GIVEN TEXT.
Numpty >> mercredi janvier 4 - 18:48

This is a separate thread for solutions to the Brain Teasers to avoid posting spoilers in the main thread.  

https://rockingsoccer.com/en/soccer/forum/home-en/1?topic=87884

Numpty >> mercredi janvier 4 - 18:49, Modifié mercredi janvier 4 - 18:50

#1. "Make 25"

Using the numbers 2 4 6 and 8 (only once each) and any of the mathematical symbols + (plus) - (minus) * (times) / (divide) and left/right brackets (), produce an expression that equals 25. 

Solution

(6 + 2/8) * 4 =  25

Numpty >> mercredi janvier 4 - 18:52, Modifié vendredi janvier 6 - 10:16

#2. "Raffle tickets"

Siege has ticket number 1, Pii has number 2, Taavi has 6, Onuelver has 55, Stockfish has 101, David has 1006, Alex Seymour has 1060. What ticket number does Vincent have? 

Solution

The number of each raffle ticket is calculated as the sum of all the roman numerals in each name, ignoring any other letters. 

So Vincent = 5 + 1 + 100 = 106

The first correct answer was by @onuelver

Numpty >> mercredi janvier 4 - 18:55, Modifié mercredi janvier 4 - 19:41

#3. The Most Intelligent Princess

A king wants his daughter to marry the smartest of all the extremely intelligent young princes in the kingdom. The 4 very best candidates are shorlisted:

• Siege
• Awful
• dj_speed
• You

[Yes I know, but every puzzle has it's flaws, lol.] 

The king's wise men devise the following intelligence test. 

The 4 princes are to be gathered into a room and seated, facing one another, and are shown 4 blue hats and 3 yellow hats. They are blindfolded, and 1 hat is placed on each of their heads, with the remaining hats hidden in a different room.

The king tells them that the first prince to deduce the colour of his hat without removing it or looking at it will marry his daughter. A wrong guess will mean death. The blindfolds are then removed. Each prince must provide a written answer with either of the two colours or blank if they don't wish to answer. This avoids giving any information to the other 3 candidates.

You know that your competitors are very intelligent and want nothing more than to marry the princess. You also know that the king is a man of his word, and he has said that the test is a fair and equal test of intelligence and bravery.

But there's a twist. 

The princess is seriously unimpressed by all 4 candidates and doesn't wish to be the prize in such a competition. In fact, she finds them so disgusting that she decides to interfere in the test in such a way that all 4 princes will give the wrong answer and will be put to death. 

Unbeknown to the king and the princes she manages to switch the hats. 

What colour hats are the 4 princes wearing when the blindfolds are removed?

Solution

The key to solving this is in the sentence:

"the king is a man of his word, and he has said that the test is a fair and equal test of intelligence and bravery"

Consider the following. In the event the test was conducted fairly as promised:

•  3 yellows and one blue hat

It's clearly not a fair test if the princes were wearing 3 yellow and 1 blue hat, because any prince wearing the blue hat would immediately see 3 yellow hats and know he must be wearing blue.

STATED GOAL 1.
Retype the brain teaser solutions thread between "The princess is" and "switch the hats.", inclusive.

DATASET EXCERPTS.
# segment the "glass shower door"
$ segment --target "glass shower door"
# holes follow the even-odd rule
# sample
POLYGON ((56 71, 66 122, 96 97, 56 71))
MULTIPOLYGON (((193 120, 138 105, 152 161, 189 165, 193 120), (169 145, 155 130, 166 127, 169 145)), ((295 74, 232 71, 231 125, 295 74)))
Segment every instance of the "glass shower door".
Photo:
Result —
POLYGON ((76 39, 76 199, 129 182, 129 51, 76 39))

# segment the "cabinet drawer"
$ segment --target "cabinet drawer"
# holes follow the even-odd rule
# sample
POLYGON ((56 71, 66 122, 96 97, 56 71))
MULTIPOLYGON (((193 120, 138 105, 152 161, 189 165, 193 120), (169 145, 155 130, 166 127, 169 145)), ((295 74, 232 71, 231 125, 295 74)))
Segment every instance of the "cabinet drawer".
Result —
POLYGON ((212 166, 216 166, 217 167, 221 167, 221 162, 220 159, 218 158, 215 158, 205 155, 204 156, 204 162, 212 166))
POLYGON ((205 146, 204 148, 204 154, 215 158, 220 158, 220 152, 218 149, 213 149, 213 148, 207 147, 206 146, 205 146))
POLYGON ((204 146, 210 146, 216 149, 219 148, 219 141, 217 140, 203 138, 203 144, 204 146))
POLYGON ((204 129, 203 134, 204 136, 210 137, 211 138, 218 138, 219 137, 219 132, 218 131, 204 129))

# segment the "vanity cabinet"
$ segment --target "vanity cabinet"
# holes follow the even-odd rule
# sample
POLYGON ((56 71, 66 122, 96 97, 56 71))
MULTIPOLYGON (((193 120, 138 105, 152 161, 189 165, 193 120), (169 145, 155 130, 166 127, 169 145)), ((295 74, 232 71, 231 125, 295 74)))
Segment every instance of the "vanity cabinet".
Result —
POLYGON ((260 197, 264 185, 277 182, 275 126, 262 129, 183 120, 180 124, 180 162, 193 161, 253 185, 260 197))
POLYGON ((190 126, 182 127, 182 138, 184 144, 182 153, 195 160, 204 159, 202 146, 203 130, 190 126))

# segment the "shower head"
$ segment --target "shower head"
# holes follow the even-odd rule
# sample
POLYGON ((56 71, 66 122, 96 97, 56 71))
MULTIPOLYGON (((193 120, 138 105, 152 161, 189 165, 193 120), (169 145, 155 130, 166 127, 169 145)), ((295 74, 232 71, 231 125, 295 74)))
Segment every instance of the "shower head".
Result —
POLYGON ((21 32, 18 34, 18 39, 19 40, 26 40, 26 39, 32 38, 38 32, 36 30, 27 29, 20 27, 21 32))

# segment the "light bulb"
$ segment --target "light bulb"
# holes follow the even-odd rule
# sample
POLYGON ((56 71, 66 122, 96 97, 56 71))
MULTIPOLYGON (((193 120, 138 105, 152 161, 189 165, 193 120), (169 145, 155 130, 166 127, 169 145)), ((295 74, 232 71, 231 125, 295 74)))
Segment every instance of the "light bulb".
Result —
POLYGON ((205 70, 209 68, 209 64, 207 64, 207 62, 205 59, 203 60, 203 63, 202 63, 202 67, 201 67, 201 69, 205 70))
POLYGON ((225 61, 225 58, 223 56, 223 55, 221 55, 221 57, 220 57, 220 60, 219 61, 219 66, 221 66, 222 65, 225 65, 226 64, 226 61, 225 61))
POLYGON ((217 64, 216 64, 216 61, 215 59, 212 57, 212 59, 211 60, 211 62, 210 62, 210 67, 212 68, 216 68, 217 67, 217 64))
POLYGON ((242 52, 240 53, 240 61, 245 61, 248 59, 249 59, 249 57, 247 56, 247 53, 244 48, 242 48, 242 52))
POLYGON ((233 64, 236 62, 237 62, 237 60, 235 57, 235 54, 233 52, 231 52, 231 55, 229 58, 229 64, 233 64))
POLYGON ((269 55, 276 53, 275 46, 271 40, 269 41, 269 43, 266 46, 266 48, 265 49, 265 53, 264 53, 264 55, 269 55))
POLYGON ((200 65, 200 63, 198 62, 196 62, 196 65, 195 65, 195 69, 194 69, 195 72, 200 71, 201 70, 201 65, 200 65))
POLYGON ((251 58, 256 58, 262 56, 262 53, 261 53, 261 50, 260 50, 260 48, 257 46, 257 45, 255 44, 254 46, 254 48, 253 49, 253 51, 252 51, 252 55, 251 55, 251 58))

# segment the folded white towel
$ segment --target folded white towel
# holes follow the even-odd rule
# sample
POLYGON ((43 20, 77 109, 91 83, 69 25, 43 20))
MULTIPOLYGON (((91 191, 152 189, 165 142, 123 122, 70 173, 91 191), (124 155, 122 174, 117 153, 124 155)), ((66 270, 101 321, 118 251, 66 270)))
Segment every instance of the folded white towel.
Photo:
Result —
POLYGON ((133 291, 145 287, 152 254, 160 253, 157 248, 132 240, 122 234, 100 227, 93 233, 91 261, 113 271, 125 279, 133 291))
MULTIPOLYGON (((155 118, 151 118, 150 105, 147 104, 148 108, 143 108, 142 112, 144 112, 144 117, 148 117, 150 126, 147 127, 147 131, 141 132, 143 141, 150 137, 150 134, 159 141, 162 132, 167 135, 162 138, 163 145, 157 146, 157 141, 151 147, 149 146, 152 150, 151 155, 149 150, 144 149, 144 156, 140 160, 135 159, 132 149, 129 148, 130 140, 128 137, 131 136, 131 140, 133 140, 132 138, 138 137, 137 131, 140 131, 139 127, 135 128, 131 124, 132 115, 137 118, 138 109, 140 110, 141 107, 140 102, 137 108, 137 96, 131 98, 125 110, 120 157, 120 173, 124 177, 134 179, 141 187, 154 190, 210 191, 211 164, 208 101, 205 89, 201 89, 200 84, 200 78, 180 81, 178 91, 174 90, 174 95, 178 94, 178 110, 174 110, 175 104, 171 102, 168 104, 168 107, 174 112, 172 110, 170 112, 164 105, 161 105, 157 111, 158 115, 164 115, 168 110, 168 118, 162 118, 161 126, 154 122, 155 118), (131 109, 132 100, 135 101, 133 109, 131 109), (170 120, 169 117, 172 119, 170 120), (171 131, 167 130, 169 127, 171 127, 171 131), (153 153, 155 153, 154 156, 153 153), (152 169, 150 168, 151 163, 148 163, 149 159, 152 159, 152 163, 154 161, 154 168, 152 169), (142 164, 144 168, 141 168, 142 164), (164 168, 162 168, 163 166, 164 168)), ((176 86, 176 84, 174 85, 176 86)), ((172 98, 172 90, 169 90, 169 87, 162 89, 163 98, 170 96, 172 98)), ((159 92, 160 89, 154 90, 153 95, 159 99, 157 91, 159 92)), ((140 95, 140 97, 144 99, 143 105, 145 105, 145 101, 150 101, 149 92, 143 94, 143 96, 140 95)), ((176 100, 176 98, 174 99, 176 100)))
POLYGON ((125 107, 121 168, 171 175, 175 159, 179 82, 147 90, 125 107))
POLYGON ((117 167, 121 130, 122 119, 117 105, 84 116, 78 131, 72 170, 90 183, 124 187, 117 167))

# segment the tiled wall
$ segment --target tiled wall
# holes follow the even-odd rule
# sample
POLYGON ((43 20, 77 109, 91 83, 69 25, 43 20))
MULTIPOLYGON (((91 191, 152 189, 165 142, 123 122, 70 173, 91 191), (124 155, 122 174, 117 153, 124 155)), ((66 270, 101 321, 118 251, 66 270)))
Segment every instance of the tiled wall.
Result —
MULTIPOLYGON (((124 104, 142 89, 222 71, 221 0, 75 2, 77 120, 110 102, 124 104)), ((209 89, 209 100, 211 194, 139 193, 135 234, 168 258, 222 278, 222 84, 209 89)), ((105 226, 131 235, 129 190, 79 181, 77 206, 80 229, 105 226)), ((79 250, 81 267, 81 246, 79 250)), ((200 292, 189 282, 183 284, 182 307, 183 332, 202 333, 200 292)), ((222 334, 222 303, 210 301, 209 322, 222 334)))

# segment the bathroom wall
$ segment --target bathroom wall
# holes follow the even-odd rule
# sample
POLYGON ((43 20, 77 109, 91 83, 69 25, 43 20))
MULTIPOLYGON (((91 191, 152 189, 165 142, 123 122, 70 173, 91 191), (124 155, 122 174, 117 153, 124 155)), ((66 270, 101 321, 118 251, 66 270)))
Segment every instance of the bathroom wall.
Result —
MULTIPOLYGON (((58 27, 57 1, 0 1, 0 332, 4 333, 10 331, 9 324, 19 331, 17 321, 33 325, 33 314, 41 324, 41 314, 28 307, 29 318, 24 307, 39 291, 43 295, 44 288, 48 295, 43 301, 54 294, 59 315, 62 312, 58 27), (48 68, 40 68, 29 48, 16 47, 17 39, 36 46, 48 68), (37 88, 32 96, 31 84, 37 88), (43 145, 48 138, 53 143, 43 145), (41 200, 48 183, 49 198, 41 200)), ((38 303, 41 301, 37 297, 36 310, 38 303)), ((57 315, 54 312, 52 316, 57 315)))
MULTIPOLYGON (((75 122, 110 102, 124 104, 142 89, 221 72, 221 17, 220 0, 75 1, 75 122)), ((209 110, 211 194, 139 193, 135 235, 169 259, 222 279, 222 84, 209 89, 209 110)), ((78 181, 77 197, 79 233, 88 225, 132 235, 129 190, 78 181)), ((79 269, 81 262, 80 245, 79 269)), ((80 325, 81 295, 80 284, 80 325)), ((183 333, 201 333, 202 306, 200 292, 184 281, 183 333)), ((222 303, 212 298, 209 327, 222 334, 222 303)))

STATED GOAL 2.
State how many lines of the records contain the string "cabinet", giving only the number.

SOLUTION 1.
The princess is seriously unimpressed by all 4 candidates and doesn't wish to be the prize in such a competition. In fact, she finds them so disgusting that she decides to interfere in the test in such a way that all 4 princes will give the wrong answer and will be put to death. 

Unbeknown to the king and the princes she manages to switch the hats.

SOLUTION 2.
6